Written exercise
Rewrite the items below with "orange side marker" in place of "amber reflector lens" everywhere it appears, and leave everything else the same.

Records provided
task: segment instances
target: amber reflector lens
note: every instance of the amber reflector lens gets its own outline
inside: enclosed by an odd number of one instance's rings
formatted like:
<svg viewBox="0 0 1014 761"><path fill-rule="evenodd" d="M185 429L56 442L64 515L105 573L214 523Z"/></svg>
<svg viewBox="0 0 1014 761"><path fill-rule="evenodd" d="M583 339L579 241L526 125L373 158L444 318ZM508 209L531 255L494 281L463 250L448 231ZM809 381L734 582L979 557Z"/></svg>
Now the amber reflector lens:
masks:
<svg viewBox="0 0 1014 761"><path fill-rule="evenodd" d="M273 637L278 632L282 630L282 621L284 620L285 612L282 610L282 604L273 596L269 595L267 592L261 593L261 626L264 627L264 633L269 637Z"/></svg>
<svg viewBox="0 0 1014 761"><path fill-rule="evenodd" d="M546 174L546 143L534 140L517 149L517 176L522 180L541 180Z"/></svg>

Response for this exercise
task: segment instances
target: orange side marker
note: every instance of the orange side marker gets its own outline
inside: enclosed by an odd number of one instance's rings
formatted like:
<svg viewBox="0 0 1014 761"><path fill-rule="evenodd" d="M185 429L56 442L64 515L105 573L214 523Z"/></svg>
<svg viewBox="0 0 1014 761"><path fill-rule="evenodd" d="M583 339L579 241L526 125L373 158L444 318ZM508 209L531 255L494 281L463 250L448 231ZM809 381L734 582L979 557Z"/></svg>
Now the orange side marker:
masks:
<svg viewBox="0 0 1014 761"><path fill-rule="evenodd" d="M273 637L278 632L282 630L282 621L284 620L285 612L282 610L282 604L273 596L269 595L267 592L261 593L261 626L264 627L264 633L269 637Z"/></svg>
<svg viewBox="0 0 1014 761"><path fill-rule="evenodd" d="M546 174L546 143L534 140L517 149L517 176L522 180L541 180Z"/></svg>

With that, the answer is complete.